| Required work |
Pick out and copy each line of the data below that contains the string "white". Case counts.

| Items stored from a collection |
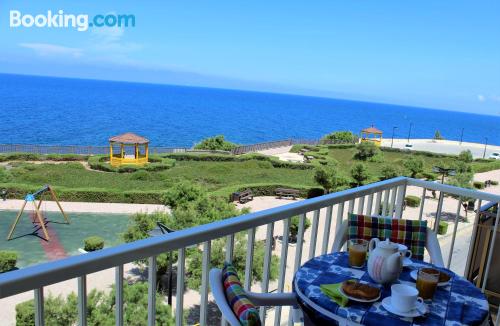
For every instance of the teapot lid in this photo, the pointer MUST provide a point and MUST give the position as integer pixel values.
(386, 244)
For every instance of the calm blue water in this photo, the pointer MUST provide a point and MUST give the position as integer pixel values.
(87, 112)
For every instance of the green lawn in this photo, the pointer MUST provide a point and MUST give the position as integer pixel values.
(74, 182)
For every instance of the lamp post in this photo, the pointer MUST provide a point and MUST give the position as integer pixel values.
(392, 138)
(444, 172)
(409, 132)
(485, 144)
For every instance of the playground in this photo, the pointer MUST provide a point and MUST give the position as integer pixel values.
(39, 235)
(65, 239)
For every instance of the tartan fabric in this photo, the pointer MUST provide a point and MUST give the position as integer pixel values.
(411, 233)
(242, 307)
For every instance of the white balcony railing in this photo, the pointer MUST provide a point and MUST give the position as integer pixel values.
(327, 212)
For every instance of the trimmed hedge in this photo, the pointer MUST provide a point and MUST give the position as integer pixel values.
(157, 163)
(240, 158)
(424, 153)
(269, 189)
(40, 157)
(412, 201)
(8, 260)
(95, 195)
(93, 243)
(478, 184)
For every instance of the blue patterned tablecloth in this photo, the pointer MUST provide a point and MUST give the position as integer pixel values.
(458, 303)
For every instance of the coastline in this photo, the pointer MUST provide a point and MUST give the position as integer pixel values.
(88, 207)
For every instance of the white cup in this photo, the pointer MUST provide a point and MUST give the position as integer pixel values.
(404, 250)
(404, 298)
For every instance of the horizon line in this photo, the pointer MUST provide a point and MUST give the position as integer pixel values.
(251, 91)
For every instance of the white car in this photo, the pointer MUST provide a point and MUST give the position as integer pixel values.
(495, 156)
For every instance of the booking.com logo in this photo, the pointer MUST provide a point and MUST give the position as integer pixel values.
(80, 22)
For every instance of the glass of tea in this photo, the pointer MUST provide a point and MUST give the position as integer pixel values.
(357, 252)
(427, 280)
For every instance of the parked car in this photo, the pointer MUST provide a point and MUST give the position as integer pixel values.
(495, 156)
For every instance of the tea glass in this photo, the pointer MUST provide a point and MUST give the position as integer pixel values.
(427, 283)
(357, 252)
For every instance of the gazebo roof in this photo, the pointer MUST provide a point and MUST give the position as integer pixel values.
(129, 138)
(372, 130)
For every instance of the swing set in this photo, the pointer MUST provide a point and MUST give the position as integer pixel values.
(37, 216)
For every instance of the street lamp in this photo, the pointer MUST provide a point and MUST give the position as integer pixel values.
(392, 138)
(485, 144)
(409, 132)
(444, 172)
---
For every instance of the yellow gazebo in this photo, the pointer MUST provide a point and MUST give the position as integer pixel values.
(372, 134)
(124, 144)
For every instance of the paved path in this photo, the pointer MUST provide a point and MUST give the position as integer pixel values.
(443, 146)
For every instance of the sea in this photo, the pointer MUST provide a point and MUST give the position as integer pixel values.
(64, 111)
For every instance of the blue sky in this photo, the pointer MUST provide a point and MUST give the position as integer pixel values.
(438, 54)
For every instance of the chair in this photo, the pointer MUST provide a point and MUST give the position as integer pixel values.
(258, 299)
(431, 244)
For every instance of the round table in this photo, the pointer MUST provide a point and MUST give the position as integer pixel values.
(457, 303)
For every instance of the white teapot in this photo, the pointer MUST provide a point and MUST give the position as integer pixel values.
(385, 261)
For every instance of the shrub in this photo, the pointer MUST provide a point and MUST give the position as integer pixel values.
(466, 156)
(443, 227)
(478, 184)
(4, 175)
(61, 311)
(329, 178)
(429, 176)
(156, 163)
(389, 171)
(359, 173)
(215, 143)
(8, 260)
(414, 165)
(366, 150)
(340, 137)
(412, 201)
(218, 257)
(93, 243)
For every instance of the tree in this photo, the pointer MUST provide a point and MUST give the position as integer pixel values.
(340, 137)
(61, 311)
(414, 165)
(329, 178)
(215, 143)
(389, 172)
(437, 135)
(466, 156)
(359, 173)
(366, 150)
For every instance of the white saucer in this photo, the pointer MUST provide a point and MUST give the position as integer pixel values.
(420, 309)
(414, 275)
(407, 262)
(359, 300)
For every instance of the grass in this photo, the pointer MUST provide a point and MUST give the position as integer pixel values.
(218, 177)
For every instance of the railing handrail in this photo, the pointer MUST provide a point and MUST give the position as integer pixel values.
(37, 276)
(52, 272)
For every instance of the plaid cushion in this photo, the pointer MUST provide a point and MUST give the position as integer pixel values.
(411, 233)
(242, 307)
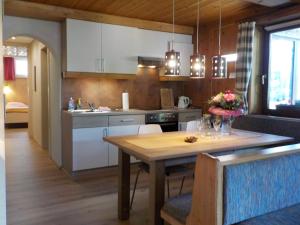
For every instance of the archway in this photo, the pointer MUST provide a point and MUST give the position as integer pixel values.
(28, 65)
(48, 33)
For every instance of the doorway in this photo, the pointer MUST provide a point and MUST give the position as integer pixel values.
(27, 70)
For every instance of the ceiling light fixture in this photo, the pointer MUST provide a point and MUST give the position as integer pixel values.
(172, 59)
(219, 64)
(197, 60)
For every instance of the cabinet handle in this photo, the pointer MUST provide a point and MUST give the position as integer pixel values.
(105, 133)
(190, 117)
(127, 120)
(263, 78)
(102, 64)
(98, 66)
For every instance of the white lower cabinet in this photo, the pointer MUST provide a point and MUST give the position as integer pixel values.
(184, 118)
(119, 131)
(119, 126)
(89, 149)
==
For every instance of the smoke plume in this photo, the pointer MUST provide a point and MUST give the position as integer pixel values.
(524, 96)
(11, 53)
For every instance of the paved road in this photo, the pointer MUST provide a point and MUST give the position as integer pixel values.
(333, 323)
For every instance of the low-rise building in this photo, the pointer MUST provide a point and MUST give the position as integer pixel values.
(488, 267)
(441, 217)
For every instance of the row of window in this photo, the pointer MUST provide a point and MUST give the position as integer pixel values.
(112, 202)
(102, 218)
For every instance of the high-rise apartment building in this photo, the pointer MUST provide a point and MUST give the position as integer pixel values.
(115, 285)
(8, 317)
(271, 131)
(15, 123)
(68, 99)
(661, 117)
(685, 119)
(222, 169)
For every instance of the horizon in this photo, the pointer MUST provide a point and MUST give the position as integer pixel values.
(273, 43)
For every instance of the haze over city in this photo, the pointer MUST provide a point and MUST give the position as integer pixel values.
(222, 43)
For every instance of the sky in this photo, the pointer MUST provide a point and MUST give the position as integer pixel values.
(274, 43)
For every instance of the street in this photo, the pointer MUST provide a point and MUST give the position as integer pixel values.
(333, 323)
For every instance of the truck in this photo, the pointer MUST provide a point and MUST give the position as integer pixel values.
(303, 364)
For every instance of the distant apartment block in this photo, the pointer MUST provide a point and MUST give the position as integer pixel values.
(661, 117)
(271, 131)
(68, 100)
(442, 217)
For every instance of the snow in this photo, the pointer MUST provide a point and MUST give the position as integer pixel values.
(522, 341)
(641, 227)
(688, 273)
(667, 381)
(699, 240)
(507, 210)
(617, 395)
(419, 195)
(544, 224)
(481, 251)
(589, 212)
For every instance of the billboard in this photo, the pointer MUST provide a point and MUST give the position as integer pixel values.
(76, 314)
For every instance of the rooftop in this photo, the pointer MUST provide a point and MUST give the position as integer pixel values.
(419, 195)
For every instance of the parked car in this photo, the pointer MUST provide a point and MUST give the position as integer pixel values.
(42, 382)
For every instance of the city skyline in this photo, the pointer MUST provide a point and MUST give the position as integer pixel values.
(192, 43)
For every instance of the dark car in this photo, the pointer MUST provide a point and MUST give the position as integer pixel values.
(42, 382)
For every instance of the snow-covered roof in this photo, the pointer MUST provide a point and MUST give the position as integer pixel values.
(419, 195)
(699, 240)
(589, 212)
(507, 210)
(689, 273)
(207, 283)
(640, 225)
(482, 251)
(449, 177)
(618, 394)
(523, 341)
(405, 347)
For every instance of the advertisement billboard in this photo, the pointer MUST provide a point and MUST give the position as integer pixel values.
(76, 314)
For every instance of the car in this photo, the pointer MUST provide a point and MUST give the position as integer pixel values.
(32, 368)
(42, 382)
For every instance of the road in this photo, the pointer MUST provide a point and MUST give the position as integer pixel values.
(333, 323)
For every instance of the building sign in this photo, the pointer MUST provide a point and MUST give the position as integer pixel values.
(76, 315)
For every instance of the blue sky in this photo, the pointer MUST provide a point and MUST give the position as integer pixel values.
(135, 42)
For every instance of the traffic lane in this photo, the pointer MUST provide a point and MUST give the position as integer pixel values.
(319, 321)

| Solution for this problem |
For every instance of the white balcony railing in this photo, the pointer MUST provide a point and MUST give the position as integer pixel values.
For every instance of the white cup in this photo, the pointer MUST provide a point and MUST give the position as integer pixel values.
For every instance of the white car in this photo, the pointer MUST provide a point and MUST give the position as integer pixel values.
For every instance of the white teapot in this photo, the pointer MUST provide a point and MUST give the position as integer pixel values.
For every instance of the white saucer in this photo, the pointer MUST provide a point and MUST give the position as integer pixel values.
For every instance of the white lower cabinet in this photo, the pointer MUST provide a point and MUST give the position as integer pixel values.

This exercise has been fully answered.